▸ **OBJETIVOS**
(1) Cambia "habilidad" por "destreza" en el fragmento sobre la mentira y copia el pasaje que va de "Y si por fortuna" a "de todo fundamento." con ese reemplazo.
(2) Responde brevemente estas preguntas sobre el fragmento sobre la mentira:
(a) ¿Qué oficio tiene el buen muchacho que trabaja en la casa?
(b) ¿Cómo consideran el bien los pitagóricos?
(c) Según Plinio, ¿en compañía de quién nos encontramos más a gusto que en la de un hombre cuya veracidad desconocemos?

▸ **FRAGMENTO PROPORCIONADO**
- - - - - - -

Y si por fortuna esta clase de hombres acomodan opiniones tan contrarias ¿en
qué se convierte tan hermoso arte? ¡a más de que imprudentemente ellos mismos
se desconciertan con tanta frecuencia! Porque, ¿de qué memoria no habrían
menester para acordarse de tantas formas diversas como forjaron de un mismo
asunto? En mi tiempo he visto envidiar a algunos esta clase de habilidad, los
cuales no ven que si la reputación la acompaña, ésta carece de todo fundamento.
Es
a la verdad la mentira un vicio maldito. No somos hombres ni estamos ligados
los unos a los otros más que por la palabra. Si conociéramos todo su horror y
trascendencia, la perseguiríamos a sangre y fuego, con mucho mayor motivo que
otros pecados. Yo creo que de ordinario se castiga a los muchachos sin causa
justificada, por errores inocentes, y que se les atormenta por acciones
irreflexivas que carecen de importancia y consecuencia. La mentira sola, y algo
menos la testarudez, parécenme ser las faltas que debieran a todo trance combatirse:
ambas cosas crecen con ellos, y desde que la lengua tomó esa falsa dirección,
es peregrino el trabajo que cuesta y lo imposible que es llevarla a buen
camino; por donde acontece que comúnmente vemos mentir a personas que por otros
respectos son excelentes, las cuales no tienen inconveniente en incurrir en
este vicio. Trabaja en mi casa un buen muchacho, sastre, a quien jamás oí decir
verdad más que cuando le conviene. Si como la verdad, la mentira no tuviera más
-25- que una cara, estaríamos
mejor dispuestos para conocer aquélla, pues tomaríamos por cierto lo opuesto a
lo que dijera el embustero mas el reverso de la verdad reviste cien mil figuras
y se extiende por un campo indefinido. Los pitagóricos creen que el bien es
cierto y limitado, el mal infinito e incierto. Mil caminos desvían del fin, uno
solo conduce a él. No me determino a asegurar que yo fuera capaz para salir de
un duro aprieto o de un peligro evidente y extremo, de emplear una descarada y
solemne mentira. Plinio dice que nos encontramos más a gusto en compañía de un
perro conocido que en la de un hombre cuya veracidad de lenguaje desconocemos. Ut
externus alieno non sit homines vice[1]. El lenguaje falso
es en efecto mucho menos sociable que el silencio.

- - - - - - -

▸ **ENTRADAS EXTRAÍDAS**
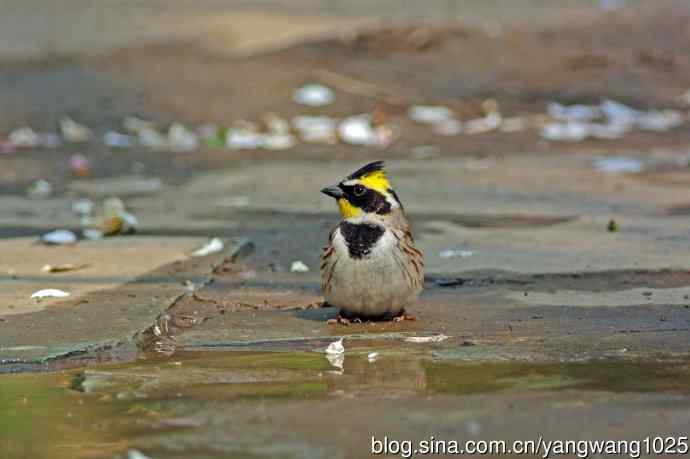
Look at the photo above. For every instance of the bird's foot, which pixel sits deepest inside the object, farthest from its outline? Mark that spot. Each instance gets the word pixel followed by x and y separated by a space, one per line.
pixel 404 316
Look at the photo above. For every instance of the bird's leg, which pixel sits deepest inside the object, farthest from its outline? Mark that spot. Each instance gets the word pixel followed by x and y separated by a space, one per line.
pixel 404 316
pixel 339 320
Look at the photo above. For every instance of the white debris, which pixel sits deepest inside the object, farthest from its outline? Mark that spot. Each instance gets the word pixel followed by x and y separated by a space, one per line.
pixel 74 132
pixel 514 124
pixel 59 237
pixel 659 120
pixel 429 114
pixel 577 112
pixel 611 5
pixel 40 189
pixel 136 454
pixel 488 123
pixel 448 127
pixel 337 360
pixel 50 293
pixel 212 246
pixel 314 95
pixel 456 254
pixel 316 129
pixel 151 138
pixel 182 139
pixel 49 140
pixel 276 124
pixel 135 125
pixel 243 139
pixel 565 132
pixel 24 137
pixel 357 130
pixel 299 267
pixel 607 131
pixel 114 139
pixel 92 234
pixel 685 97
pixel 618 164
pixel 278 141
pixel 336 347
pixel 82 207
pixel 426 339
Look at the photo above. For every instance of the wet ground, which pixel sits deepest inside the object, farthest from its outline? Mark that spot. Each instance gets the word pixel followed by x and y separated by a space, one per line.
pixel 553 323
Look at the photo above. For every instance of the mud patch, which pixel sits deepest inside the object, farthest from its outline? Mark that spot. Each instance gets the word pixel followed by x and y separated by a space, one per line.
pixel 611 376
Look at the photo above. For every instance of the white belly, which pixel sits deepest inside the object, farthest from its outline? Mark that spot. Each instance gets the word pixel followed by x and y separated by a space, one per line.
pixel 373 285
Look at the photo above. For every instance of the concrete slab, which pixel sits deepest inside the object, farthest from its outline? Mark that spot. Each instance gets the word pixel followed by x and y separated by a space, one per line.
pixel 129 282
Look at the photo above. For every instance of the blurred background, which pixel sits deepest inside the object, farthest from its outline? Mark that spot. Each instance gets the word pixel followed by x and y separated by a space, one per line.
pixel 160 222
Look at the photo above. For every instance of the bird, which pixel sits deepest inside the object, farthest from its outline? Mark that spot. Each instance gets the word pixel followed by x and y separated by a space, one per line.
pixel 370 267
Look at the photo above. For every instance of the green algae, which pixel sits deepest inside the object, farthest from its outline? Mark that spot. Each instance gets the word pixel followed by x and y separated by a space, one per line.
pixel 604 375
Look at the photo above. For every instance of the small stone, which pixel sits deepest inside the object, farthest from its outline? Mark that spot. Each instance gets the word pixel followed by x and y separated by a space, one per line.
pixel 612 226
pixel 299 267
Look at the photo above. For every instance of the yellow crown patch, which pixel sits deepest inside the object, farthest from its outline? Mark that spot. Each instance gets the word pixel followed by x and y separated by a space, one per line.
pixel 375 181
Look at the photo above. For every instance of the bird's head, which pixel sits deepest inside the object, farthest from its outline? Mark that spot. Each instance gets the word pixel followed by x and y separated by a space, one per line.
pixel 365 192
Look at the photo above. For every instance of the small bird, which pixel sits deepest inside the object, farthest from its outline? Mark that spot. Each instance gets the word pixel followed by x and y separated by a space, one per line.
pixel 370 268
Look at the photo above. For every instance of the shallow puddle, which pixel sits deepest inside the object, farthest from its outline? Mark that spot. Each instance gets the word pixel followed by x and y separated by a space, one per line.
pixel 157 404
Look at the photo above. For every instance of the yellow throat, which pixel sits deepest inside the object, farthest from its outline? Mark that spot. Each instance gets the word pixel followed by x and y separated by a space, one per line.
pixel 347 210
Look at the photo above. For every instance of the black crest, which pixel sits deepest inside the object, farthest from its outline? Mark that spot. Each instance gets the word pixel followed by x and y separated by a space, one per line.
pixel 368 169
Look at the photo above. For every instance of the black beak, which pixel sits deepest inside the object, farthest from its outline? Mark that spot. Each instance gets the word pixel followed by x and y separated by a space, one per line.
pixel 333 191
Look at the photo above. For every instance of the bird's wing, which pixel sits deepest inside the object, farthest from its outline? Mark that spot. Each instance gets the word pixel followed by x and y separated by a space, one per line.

- - - - - - -

▸ **RESPUESTAS POR TAREA**
(1)
Y si por fortuna esta clase de hombres acomodan opiniones tan contrarias ¿en
qué se convierte tan hermoso arte? ¡a más de que imprudentemente ellos mismos
se desconciertan con tanta frecuencia! Porque, ¿de qué memoria no habrían
menester para acordarse de tantas formas diversas como forjaron de un mismo
asunto? En mi tiempo he visto envidiar a algunos esta clase de destreza, los
cuales no ven que si la reputación la acompaña, ésta carece de todo fundamento.

(2)
(a) Es sastre.
(b) Lo consideran cierto y limitado.
(c) En compañía de un perro conocido.